[Point annotations for photos]
--- --- ---

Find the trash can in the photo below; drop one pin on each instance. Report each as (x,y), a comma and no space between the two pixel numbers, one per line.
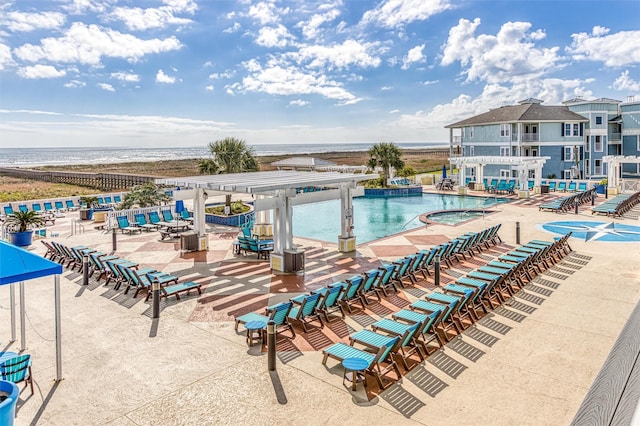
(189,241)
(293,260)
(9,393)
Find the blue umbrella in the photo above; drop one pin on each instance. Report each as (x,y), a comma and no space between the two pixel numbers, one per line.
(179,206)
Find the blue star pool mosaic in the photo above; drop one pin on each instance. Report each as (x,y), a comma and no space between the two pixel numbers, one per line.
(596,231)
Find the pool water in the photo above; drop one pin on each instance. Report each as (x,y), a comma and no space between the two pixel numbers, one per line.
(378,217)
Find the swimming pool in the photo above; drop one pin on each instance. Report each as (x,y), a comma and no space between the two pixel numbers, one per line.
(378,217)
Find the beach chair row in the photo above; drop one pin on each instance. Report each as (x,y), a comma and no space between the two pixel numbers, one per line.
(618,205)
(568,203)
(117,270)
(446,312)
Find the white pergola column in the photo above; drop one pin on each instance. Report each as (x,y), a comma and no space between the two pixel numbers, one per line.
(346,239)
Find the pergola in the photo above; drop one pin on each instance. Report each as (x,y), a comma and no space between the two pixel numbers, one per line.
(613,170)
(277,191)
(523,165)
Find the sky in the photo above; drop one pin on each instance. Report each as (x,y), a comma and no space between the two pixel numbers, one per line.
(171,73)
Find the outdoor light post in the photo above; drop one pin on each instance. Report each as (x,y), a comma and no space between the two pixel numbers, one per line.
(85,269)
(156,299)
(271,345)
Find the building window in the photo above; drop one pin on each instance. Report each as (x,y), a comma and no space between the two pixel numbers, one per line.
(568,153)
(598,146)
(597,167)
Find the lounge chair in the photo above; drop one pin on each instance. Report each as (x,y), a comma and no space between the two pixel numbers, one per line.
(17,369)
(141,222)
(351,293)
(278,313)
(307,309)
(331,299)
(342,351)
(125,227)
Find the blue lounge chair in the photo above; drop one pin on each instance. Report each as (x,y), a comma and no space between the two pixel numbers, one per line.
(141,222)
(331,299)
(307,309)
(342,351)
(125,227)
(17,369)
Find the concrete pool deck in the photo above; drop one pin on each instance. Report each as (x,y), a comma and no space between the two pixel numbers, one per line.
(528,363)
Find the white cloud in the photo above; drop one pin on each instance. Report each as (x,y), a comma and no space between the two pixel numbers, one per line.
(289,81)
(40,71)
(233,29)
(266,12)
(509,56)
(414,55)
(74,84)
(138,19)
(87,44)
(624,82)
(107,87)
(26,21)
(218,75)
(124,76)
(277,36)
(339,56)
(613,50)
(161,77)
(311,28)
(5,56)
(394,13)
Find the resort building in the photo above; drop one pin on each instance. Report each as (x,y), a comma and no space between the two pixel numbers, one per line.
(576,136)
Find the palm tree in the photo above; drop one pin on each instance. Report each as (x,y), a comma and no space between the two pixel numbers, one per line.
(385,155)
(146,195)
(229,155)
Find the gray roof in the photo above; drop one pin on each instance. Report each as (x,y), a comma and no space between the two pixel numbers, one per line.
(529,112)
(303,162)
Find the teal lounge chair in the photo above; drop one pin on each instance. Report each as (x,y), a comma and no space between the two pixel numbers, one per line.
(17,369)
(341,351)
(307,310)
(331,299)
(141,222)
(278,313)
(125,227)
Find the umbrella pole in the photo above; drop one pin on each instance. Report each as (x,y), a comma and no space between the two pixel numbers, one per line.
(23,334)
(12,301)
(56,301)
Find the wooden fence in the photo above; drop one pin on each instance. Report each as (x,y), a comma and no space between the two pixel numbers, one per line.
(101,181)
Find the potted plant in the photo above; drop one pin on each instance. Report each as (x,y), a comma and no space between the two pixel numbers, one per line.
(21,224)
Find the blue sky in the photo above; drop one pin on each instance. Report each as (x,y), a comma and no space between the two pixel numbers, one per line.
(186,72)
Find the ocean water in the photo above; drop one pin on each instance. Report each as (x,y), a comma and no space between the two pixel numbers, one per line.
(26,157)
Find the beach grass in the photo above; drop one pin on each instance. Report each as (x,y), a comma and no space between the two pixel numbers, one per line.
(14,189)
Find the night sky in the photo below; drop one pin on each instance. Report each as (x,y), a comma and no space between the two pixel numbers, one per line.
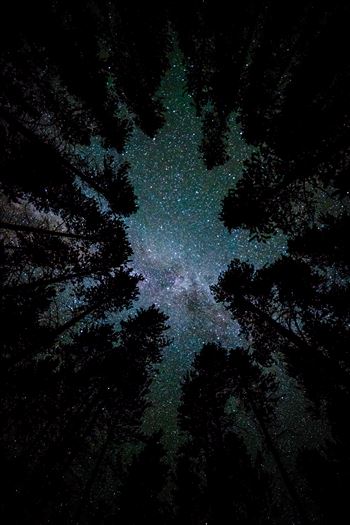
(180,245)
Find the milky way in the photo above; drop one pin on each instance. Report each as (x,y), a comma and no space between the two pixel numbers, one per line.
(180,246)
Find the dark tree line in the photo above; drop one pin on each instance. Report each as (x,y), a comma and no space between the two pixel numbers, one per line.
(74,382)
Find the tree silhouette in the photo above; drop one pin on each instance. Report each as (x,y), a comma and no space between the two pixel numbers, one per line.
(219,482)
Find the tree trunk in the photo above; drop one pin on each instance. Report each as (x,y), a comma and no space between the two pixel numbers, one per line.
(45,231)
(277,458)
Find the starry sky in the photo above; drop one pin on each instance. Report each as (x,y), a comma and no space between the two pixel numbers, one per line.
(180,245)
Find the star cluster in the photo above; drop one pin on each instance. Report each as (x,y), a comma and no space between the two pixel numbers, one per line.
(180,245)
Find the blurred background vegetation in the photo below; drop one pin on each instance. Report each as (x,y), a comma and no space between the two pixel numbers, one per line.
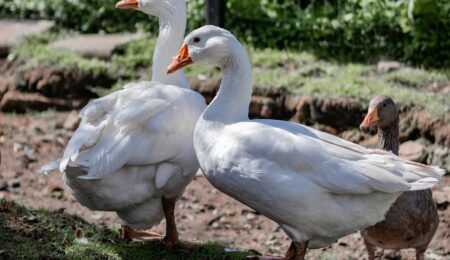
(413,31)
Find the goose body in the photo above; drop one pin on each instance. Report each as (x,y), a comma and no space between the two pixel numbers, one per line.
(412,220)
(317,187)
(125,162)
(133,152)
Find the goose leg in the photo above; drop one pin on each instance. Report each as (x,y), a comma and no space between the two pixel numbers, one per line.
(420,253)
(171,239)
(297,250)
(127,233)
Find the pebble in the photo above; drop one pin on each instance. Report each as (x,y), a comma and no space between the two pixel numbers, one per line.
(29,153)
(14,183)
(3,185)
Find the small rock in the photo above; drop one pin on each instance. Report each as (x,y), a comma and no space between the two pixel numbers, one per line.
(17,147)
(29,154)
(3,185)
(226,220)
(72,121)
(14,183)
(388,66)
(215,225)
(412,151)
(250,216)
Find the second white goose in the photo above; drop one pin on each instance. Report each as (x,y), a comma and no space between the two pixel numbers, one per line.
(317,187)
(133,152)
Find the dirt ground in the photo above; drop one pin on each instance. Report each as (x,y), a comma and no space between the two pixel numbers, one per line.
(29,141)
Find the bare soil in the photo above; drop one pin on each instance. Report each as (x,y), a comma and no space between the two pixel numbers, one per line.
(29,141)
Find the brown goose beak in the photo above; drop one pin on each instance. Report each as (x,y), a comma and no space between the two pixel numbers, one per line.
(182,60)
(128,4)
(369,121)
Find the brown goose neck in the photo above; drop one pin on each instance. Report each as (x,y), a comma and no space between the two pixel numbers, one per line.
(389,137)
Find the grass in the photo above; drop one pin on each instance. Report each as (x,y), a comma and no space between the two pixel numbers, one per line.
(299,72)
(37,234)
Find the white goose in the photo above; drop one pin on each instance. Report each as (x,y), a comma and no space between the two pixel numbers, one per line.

--- --- ---

§ Description of the task: Arrange everything from the line containing "Find the bare" down to the end of the records as a numbered list, omitting any blank lines.

§ Result:
1. Find the bare soil in the photo above; drop one pin on each instance. Report each as (x,y), a comma and no space between the two pixel numbers, one per line.
2. (29,141)
3. Find the brown goose beak in the photo above; drop one pin on each instance. Report each as (x,y), a comma and no space between the two pixel numbers, one per line.
4. (182,60)
5. (128,4)
6. (369,121)
7. Find the brown goose neck in the photo above; drop one pin on each instance. Report each as (x,y), a comma and no space between the two pixel numbers, one per line.
8. (389,137)
9. Find the grass in the photo above; drop one pin on each instance. Report each as (x,y), a comma and no space between the two pixel numbers, one per line.
10. (299,72)
11. (37,234)
12. Find the white goose in the photo above; drop one pin on each instance. Report each as (x,y), a comma and no space between the two pixel numbers, one per line.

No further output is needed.